**PROBLEM DESCRIPTION:**
Could you output all of the records below exactly as they appear?

Collected data:

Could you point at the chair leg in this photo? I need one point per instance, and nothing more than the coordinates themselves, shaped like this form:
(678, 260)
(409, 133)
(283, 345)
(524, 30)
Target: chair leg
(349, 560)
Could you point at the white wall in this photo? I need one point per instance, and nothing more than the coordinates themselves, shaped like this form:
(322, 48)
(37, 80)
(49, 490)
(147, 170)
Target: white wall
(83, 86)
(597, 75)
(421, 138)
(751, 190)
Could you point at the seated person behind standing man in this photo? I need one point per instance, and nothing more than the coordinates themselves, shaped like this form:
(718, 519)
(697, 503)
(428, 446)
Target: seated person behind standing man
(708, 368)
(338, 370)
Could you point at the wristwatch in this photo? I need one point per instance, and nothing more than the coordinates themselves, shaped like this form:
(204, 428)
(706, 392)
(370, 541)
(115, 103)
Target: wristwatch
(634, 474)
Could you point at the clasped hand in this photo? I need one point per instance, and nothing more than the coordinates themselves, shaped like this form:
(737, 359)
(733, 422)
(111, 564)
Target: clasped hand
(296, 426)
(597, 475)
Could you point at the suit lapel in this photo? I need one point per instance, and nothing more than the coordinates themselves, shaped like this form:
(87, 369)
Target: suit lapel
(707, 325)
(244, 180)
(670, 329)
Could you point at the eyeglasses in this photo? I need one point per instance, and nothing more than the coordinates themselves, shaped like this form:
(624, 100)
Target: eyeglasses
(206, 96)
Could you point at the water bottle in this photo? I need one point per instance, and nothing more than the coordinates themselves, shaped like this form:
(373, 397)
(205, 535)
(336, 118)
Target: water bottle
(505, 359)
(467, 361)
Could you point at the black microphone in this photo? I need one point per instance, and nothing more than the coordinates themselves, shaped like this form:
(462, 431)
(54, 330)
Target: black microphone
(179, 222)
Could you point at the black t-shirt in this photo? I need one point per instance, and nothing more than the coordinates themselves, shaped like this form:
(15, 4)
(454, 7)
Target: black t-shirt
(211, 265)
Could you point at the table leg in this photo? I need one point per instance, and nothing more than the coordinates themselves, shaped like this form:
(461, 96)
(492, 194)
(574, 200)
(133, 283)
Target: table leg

**ANSWER TO THIS EXERCISE:**
Could you point at the chair leg in this photo? I need one point per instance, and nothing more than the coordinates themselves, shaped like this form:
(678, 260)
(409, 133)
(283, 345)
(524, 30)
Target: chair leg
(349, 560)
Could you point at the white wall in this photo? I need one point per instance, and nothing more than the coordinates themselves, shaped like this form:
(322, 48)
(37, 80)
(49, 490)
(147, 170)
Target: white wall
(83, 86)
(597, 75)
(421, 138)
(751, 190)
Could you point at the seated person behind standing man in this photo? I need one point per instance, and nothing more than the coordinates themselves, shaped like this form:
(718, 519)
(697, 503)
(428, 446)
Target: seated person behind standing man
(708, 368)
(338, 370)
Could you point at the wristwatch in this photo? I need one point per instance, and nothing more than the coordinates themselves, shaped like this form:
(204, 428)
(706, 392)
(370, 541)
(115, 103)
Target: wristwatch
(634, 474)
Could you point at the clasped hand in this photo? I need one point per instance, and nothing more than the coordinates themselves, shaped like this form:
(737, 359)
(733, 422)
(111, 564)
Target: clasped hand
(296, 426)
(597, 475)
Could you point at the suit lapel in this photo? I need one point per instance, and nothing more than the coordinates themselves, shaped like this form:
(87, 369)
Target: suit lapel
(707, 325)
(244, 180)
(670, 329)
Could you point at the eyeglasses in this photo? I need one point per instance, and nothing more than the coordinates themselves, shaped like this form:
(624, 100)
Target: eyeglasses
(206, 96)
Could you point at the water bottle in this photo? I need one point per instance, and nothing more than the coordinates themselves, shaped like this form:
(373, 397)
(205, 535)
(336, 118)
Target: water bottle
(505, 359)
(467, 361)
Could you point at the black microphone in this photo? I need one point per instance, and nothing more than the coordinates themselves, shaped like this form:
(462, 431)
(54, 330)
Target: black microphone
(179, 222)
Could you point at the black t-shirt in this photo? I need one point per instance, and nothing more than the coordinates themselves, shaped like this form:
(15, 4)
(454, 7)
Target: black t-shirt
(211, 265)
Could you point at the table leg in this photo? I need one point per instance, and nothing more than the coordinates themselves, shaped like this form:
(461, 96)
(492, 194)
(574, 200)
(133, 283)
Target: table leg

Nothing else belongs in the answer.